(Stored records)
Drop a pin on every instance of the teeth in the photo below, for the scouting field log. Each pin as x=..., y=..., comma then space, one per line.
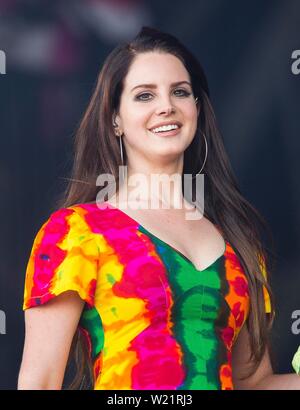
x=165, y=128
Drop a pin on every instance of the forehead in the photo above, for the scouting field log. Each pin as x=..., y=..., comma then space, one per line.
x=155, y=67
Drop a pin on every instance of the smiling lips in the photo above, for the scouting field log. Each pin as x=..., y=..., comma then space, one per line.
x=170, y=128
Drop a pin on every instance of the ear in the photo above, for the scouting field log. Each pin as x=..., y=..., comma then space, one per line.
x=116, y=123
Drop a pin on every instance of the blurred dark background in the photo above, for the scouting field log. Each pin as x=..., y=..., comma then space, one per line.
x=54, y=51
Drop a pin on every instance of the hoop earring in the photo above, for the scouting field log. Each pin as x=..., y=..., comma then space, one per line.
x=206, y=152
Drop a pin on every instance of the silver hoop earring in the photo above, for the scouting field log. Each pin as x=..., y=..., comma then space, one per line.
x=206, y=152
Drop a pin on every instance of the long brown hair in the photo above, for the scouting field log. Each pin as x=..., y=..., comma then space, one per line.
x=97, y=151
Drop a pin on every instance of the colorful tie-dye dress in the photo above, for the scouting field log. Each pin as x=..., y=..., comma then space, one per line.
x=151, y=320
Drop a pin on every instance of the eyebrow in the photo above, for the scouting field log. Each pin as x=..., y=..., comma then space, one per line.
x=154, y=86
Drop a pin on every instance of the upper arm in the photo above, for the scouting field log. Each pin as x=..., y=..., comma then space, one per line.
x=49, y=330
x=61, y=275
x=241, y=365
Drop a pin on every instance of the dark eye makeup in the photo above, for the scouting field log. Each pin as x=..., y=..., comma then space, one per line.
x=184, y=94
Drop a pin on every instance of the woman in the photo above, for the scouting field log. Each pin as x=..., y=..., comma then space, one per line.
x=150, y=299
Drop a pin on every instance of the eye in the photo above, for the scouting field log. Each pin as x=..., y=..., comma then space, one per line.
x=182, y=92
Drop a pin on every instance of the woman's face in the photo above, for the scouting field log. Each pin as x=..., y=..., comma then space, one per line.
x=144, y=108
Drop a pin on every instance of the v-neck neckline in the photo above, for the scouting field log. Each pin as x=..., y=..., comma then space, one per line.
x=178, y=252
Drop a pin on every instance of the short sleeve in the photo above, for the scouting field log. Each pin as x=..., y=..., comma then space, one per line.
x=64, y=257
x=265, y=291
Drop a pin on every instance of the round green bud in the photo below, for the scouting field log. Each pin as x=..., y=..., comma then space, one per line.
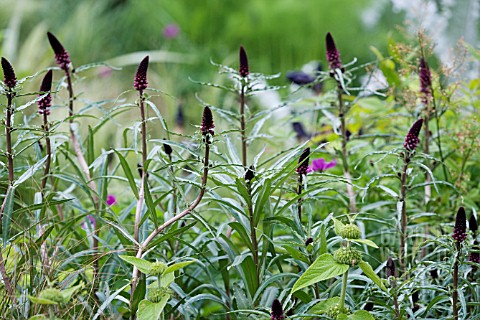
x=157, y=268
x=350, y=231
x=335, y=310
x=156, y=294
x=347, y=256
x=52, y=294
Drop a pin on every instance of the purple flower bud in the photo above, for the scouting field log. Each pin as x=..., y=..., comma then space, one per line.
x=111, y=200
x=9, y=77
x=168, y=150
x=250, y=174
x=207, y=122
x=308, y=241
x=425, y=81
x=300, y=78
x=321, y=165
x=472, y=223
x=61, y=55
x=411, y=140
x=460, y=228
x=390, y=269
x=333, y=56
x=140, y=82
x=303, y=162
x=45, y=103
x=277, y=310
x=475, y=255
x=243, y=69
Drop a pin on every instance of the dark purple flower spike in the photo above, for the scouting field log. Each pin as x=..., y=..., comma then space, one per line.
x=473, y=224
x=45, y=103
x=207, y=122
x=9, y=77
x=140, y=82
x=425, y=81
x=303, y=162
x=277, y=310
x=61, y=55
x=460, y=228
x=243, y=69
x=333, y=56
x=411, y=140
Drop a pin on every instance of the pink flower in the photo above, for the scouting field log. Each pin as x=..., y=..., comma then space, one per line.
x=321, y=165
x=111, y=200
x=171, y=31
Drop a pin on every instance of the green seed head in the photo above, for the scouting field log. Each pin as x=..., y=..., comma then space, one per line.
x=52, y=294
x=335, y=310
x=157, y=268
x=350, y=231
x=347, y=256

■ Objective ■
Put each line of the records above into a JSON list of strings, one string per line, skipping blank lines and leaving out the pictures.

■ Final result ■
[
  "Drop a pin on every instance of the teeth in the photo below, for the scouting field log. Each pin as x=..., y=..., comma then space, one per line.",
  "x=165, y=128",
  "Drop a pin on every instance of the forehead in the photo above, for the scouting field log. Each pin as x=..., y=..., comma then space, one per line.",
  "x=155, y=67",
  "Drop a pin on every instance of the smiling lips in the photo above, for the scouting field log. Each pin as x=..., y=..., comma then space, one per line.",
  "x=170, y=128",
  "Drop a pin on every instance of the ear in the photo above, for the scouting field log. Each pin as x=..., y=..., comma then space, one per line.",
  "x=116, y=123",
  "Drop a pin on every instance of the blurred dark background in the photo above, for the scouting field log. Each pin as x=..., y=..., comma then space, one per line.",
  "x=54, y=51",
  "Drop a pin on every instance of the hoop earring in the photo above, for the scouting field log. Each pin as x=..., y=..., comma then space, one per line.",
  "x=206, y=152",
  "Drop a pin on every instance of the silver hoop earring in the photo above, for the scouting field log. Each pin as x=..., y=..., comma then space, one per line.",
  "x=206, y=152",
  "Drop a pin on every instance of the long brown hair in the photo above, for the scouting field log. Each pin as x=..., y=..., comma then space, one per line.",
  "x=97, y=151",
  "Drop a pin on every instance of the colorful tie-dye dress in the photo above, for the scouting field log. Each pin as x=..., y=..., comma then space, one per line.",
  "x=151, y=320",
  "Drop a pin on every instance of the eyebrow in the photo above, for the scouting field log. Each pin as x=..., y=..., comma then space, one per line.",
  "x=154, y=86",
  "Drop a pin on every instance of the upper arm in the photo above, for the scouting field log. Each pin as x=..., y=..., comma then space, one per line.",
  "x=49, y=330",
  "x=61, y=275",
  "x=241, y=365",
  "Drop a pin on every instance of the dark eye makeup in the photo above, for the scouting field log. Each pin as x=..., y=..., comma then space, one per line.",
  "x=184, y=94",
  "Drop a pin on every instance of the woman in the photo above, for the scouting field log. Each pin as x=..., y=..., comma then space, one per line.",
  "x=150, y=299",
  "Drop a pin on every instance of the eye in the photo above, for the scouting field log. Each pin as x=..., y=..., comma then space, one per line.",
  "x=182, y=92",
  "Drop a pin on every instance of the woman's face in the photo above, for the scouting field log. Each pin as x=..., y=..., comma then space, one per line.",
  "x=144, y=108",
  "Drop a pin on every instance of the v-neck neckline in the photo above, for the scouting field log. Each pin as x=..., y=..., comma then space, one per line.",
  "x=178, y=252",
  "Drop a pin on every instance of the short sleeve in the photo above, for the scouting field log. Each pin as x=..., y=..., comma then space, one per line.",
  "x=64, y=257",
  "x=265, y=291",
  "Drop a pin on every instance of the round green bud in the photo below, for the scouting field log. Each pin as x=..., y=..., comma then space, one per line.",
  "x=157, y=268",
  "x=350, y=231",
  "x=335, y=310",
  "x=156, y=294",
  "x=347, y=256",
  "x=52, y=294",
  "Drop a pin on every instance of the purple flower bud in the photo above, for the scouting field log. Each pin as x=..., y=..., comma then space, one per line.",
  "x=111, y=200",
  "x=9, y=77",
  "x=168, y=150",
  "x=250, y=174",
  "x=207, y=122",
  "x=308, y=241",
  "x=425, y=81",
  "x=300, y=78",
  "x=321, y=165",
  "x=472, y=223",
  "x=61, y=55",
  "x=411, y=140",
  "x=460, y=228",
  "x=390, y=269",
  "x=333, y=56",
  "x=140, y=82",
  "x=303, y=162",
  "x=45, y=103",
  "x=277, y=310",
  "x=475, y=255",
  "x=243, y=69",
  "Drop a pin on every instance of the dark purple flower spike in the photo above, for the scouting field log. Each pin as x=..., y=..., comma then space, one per line.",
  "x=473, y=224",
  "x=45, y=103",
  "x=207, y=122",
  "x=9, y=77",
  "x=140, y=82",
  "x=425, y=81",
  "x=303, y=162",
  "x=277, y=310",
  "x=61, y=55",
  "x=460, y=228",
  "x=243, y=69",
  "x=333, y=56",
  "x=411, y=140",
  "Drop a pin on every instance of the pink flower in the photo above, for the scouting field log. Each pin as x=..., y=..., comma then space, one per line.",
  "x=321, y=165",
  "x=111, y=200",
  "x=171, y=31",
  "Drop a pin on every instance of the green seed head in the photo above, for the scouting field log. Each pin as x=..., y=..., comma then space, one per line.",
  "x=52, y=294",
  "x=335, y=310",
  "x=157, y=268",
  "x=350, y=231",
  "x=347, y=256"
]